- **Excerpt provided**:
· · · · · · ·

To cure this runaway greed, the 2010 Constitution created the Salaries and Remuneration Commission (SRC) which was mandated to rationalise and control the wages of all public officers.

However, when it attempted to reduce the salaries of MPs, the legislators threatened to disband the Commission.

The Commission, itself earning super salaries, knew which side of its bread was buttered. It backed down. It was only a few months to the end of its term that the Commission found the guts to propose a modest cut to MPs’ salaries, a proposal that has little chance of being implemented.

During the SRC’s tenure, doctors, nurses, teachers, lecturers etc, went on strike over their paltry pay. It is mindboggling that a doctor at the time was earning about a tenth of what an MP took home, minus massive sitting and other allowances.

Incredulously, it would later emerge that the MPs, not yet satiated with pay that equalled that of heads of major corporations, would falsify travel claims in order to rake in a few more thousands of shillings.

Meanwhile, policemen, who risk their lives trying to bring an ever rising crime rate under control, worked in deplorable terms and conditions of work.

The SRC did not realise just how central its work was to the process of reengineering the Kenyan state.

The SRC would have helped to rearrange the value architecture of the state by placing value, and commensurate remuneration, where it was due, thereby reversing the gross anomaly of politicians being on top of a hierarchy of valuable people in society.

Like the small visionary it proved to be, the SRC could not see beyond its own stomach.

But back to Aukot’s proposal. Laudable as the initiative is, it needs to bring on board a broader representation of the Kenyan society, and transform itself into a national convention that will debate, not only over-representation and reduction of MPs, but also do an audit of the Constitution.

Constitutional amendment

Reducing the number of MPs would require a constitutional amendment. So instead of amending the Constitution in a piecemeal fashion, it would make a lot more sense to isolate other constitutional provisions that would need amendment.

· · · · · · ·

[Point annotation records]

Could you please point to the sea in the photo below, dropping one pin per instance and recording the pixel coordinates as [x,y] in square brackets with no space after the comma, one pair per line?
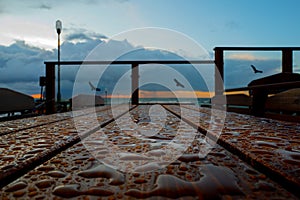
[199,101]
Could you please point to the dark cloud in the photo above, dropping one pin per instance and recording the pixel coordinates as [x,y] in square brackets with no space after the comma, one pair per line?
[83,35]
[45,6]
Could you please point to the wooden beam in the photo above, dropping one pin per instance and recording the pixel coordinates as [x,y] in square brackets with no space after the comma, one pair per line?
[135,84]
[50,88]
[287,61]
[219,72]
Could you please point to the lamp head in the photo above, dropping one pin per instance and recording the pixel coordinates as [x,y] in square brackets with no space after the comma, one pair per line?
[58,26]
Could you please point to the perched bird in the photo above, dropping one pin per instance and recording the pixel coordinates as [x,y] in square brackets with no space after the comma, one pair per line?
[93,87]
[178,84]
[256,70]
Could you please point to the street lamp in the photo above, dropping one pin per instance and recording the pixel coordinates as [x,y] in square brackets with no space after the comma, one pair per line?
[58,30]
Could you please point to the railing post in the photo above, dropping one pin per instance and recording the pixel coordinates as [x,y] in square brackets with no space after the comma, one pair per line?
[219,71]
[135,84]
[50,88]
[287,60]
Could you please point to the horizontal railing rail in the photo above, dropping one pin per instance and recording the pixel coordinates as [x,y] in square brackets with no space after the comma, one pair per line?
[130,62]
[50,74]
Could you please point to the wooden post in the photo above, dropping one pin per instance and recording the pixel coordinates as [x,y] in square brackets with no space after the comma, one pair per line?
[287,60]
[50,88]
[135,84]
[219,71]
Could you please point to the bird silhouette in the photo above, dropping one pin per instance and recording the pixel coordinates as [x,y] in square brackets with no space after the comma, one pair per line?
[93,87]
[256,70]
[178,84]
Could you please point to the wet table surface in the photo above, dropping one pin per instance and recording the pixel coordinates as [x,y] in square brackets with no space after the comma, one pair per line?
[149,153]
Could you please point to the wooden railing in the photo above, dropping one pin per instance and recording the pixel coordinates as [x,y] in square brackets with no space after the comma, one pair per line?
[260,91]
[50,75]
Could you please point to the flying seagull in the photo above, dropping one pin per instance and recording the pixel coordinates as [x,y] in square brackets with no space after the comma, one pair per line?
[93,87]
[256,70]
[178,84]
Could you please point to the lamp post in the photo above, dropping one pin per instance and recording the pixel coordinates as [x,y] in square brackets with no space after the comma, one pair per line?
[58,30]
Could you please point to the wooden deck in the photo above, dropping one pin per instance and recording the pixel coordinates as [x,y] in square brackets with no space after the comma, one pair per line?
[47,157]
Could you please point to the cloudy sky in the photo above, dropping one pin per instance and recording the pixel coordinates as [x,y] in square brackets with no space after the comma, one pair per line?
[28,36]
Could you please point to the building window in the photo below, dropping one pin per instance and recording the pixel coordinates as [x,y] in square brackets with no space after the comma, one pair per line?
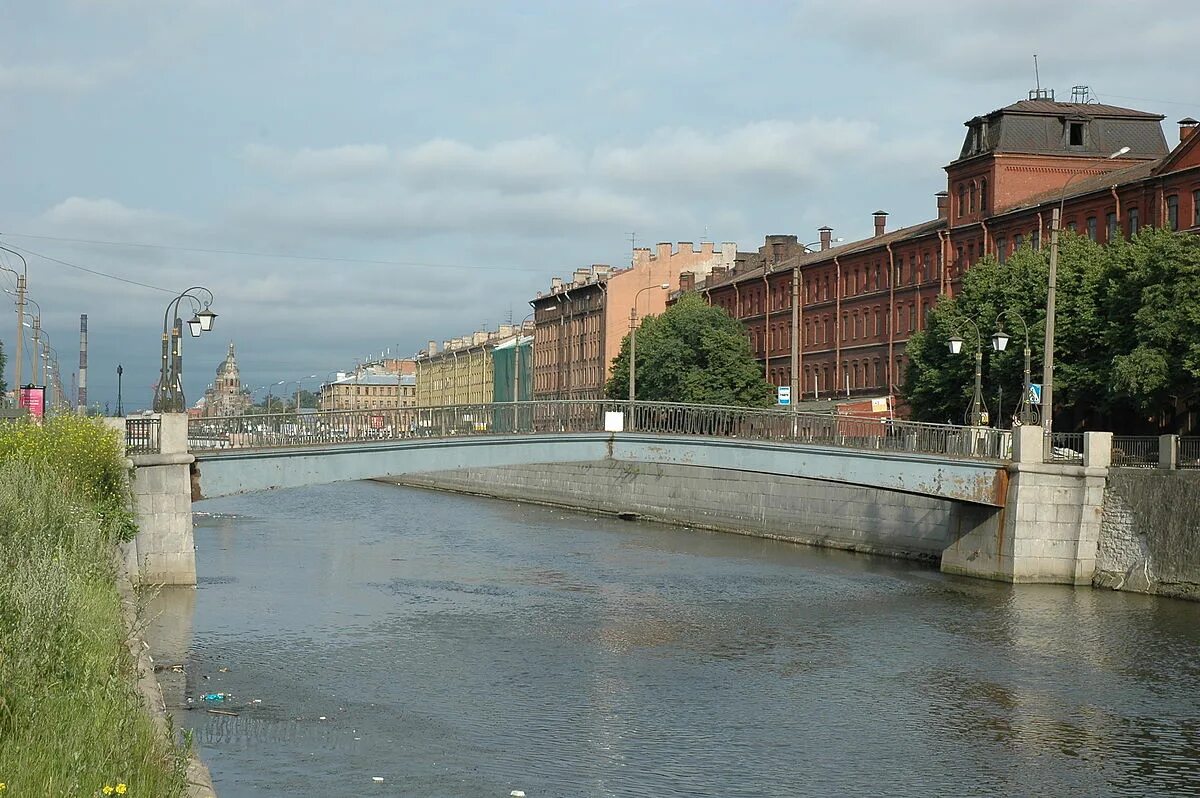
[1077,133]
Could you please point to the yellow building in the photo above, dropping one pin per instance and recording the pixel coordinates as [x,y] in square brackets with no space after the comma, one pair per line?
[369,393]
[462,371]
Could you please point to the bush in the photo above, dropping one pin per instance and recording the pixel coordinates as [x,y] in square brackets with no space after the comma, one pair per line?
[71,720]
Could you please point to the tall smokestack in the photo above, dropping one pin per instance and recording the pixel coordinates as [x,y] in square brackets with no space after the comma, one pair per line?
[83,364]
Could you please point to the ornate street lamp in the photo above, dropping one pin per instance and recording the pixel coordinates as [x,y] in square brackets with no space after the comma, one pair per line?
[169,394]
[1000,342]
[977,413]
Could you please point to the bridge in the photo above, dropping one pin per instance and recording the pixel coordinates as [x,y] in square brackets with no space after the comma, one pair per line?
[967,497]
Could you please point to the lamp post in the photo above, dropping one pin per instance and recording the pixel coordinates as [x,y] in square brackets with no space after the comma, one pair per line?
[1000,342]
[1048,359]
[977,413]
[169,395]
[633,341]
[22,286]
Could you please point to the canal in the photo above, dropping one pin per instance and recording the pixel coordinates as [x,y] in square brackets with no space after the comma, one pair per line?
[457,646]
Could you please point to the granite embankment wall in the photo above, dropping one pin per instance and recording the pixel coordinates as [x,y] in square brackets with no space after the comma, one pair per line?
[785,508]
[1150,534]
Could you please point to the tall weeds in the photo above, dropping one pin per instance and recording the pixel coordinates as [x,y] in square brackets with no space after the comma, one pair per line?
[71,720]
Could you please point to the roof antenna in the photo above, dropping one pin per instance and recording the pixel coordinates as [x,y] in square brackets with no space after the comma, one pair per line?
[1039,93]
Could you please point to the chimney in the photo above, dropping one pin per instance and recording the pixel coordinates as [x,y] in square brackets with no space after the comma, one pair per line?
[826,237]
[881,220]
[943,204]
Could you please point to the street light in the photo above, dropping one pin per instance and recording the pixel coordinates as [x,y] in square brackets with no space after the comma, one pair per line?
[1048,359]
[169,395]
[978,411]
[633,341]
[1000,342]
[22,286]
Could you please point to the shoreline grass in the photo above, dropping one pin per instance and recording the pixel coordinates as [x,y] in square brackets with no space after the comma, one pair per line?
[71,719]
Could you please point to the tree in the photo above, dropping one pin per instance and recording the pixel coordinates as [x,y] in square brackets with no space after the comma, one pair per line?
[1152,322]
[939,385]
[693,353]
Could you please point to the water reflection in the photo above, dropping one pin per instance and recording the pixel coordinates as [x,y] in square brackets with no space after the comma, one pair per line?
[465,647]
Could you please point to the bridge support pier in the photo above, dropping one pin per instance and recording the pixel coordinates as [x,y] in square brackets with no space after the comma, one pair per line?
[1049,529]
[163,552]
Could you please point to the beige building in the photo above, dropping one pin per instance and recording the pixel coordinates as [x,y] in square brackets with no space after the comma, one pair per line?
[369,391]
[580,324]
[461,371]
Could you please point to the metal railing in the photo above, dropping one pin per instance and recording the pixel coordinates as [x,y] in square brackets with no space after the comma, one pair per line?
[142,436]
[1135,451]
[1066,448]
[1189,453]
[282,430]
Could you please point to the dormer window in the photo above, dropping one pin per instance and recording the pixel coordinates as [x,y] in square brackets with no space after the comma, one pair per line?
[1075,131]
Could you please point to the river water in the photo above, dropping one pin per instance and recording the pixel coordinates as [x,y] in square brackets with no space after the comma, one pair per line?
[457,646]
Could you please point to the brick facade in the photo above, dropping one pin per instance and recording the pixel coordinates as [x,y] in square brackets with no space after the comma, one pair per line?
[862,301]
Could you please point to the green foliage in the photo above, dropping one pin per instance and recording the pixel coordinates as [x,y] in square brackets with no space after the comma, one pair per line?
[693,353]
[70,718]
[1153,318]
[1127,331]
[84,454]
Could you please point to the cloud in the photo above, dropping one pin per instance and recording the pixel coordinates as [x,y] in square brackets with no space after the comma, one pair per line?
[59,77]
[762,150]
[346,162]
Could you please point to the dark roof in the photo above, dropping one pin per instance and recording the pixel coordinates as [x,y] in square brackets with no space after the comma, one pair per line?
[1051,108]
[821,256]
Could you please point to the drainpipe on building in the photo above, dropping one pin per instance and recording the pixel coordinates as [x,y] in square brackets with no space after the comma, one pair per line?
[892,311]
[766,325]
[837,327]
[797,342]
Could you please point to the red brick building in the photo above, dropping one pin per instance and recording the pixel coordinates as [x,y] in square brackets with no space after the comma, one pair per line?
[861,301]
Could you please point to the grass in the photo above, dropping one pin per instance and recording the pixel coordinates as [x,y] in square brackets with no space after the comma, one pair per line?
[71,719]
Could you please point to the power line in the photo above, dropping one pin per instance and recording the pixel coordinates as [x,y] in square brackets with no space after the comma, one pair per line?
[91,271]
[271,255]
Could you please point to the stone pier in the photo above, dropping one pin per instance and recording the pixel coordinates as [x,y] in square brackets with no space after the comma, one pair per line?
[163,552]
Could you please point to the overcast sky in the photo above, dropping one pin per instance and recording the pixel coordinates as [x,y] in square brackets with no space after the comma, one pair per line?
[353,177]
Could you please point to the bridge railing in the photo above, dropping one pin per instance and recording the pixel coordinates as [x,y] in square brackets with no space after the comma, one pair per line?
[280,430]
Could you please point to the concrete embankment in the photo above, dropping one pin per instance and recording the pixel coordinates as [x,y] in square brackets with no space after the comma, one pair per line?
[1150,535]
[783,508]
[199,780]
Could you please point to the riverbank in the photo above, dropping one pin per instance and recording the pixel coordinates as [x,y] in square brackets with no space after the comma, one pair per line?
[72,720]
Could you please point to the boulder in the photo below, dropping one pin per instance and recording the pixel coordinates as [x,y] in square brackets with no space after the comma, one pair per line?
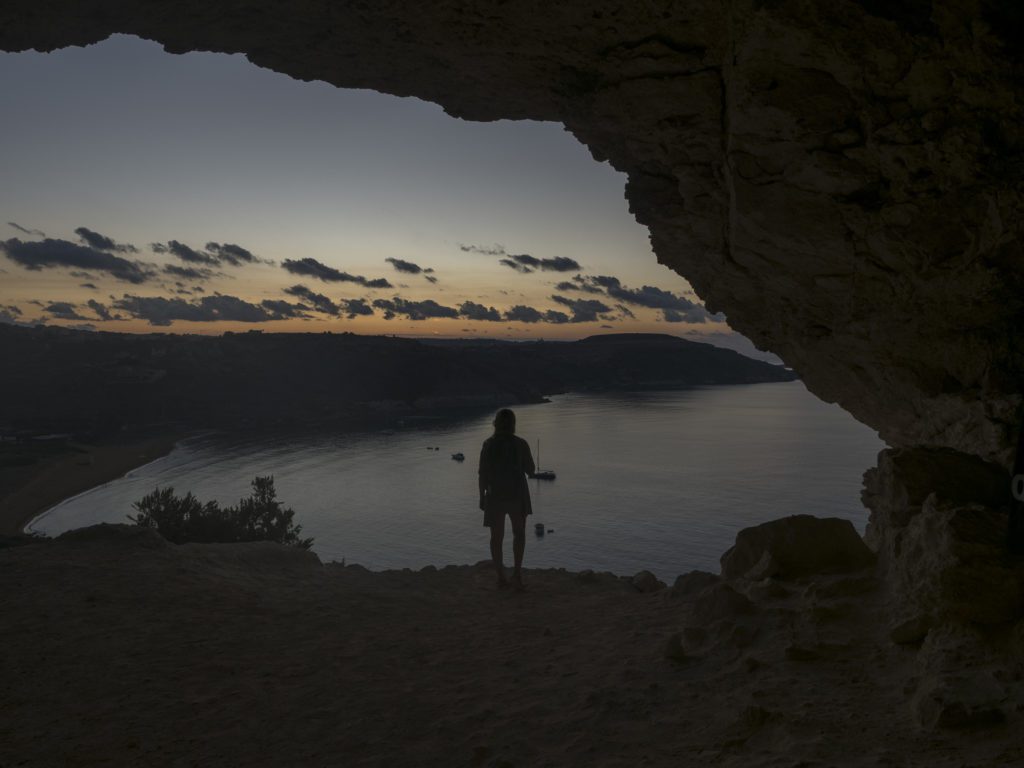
[646,582]
[796,546]
[692,583]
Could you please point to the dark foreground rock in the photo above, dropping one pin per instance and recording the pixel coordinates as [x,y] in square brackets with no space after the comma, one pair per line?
[122,650]
[796,546]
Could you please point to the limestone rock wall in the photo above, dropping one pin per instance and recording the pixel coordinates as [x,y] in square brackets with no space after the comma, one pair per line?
[842,179]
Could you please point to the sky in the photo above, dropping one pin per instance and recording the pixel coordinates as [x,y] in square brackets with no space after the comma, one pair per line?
[144,192]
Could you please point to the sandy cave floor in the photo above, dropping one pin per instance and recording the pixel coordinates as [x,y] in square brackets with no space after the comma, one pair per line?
[130,651]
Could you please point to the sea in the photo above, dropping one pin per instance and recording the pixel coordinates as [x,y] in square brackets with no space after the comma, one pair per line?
[656,480]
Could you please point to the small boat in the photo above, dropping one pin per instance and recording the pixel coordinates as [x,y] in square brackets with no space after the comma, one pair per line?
[542,474]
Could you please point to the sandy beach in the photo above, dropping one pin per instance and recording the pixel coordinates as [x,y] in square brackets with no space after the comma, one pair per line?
[28,492]
[121,649]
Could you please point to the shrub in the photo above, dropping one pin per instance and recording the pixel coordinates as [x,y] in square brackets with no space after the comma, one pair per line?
[258,518]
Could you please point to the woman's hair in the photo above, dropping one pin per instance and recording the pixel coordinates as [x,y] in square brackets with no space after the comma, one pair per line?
[505,421]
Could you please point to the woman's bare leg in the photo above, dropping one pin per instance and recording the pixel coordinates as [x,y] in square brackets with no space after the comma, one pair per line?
[518,546]
[497,542]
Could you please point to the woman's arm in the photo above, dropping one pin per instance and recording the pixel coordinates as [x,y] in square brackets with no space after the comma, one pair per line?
[481,475]
[527,462]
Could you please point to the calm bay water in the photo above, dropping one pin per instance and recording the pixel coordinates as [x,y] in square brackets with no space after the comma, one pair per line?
[656,480]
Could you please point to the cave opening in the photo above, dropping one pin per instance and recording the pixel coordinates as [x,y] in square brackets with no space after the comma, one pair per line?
[181,151]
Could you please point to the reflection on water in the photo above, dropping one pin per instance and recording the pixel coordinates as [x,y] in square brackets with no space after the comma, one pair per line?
[657,480]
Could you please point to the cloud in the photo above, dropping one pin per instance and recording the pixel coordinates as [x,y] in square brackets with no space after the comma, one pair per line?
[415,310]
[162,311]
[185,253]
[313,268]
[352,307]
[406,266]
[9,315]
[232,254]
[495,250]
[472,310]
[62,310]
[579,284]
[100,309]
[285,308]
[51,253]
[320,302]
[584,310]
[27,230]
[102,243]
[675,308]
[523,262]
[523,313]
[515,265]
[189,272]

· · · · · · ·

- **Task to carry out**: List every group of workers that the piece on the Salaries and Remuneration Commission names as having gone on strike over their pay.

- **Result below**: Doctors, nurses, teachers, and lecturers.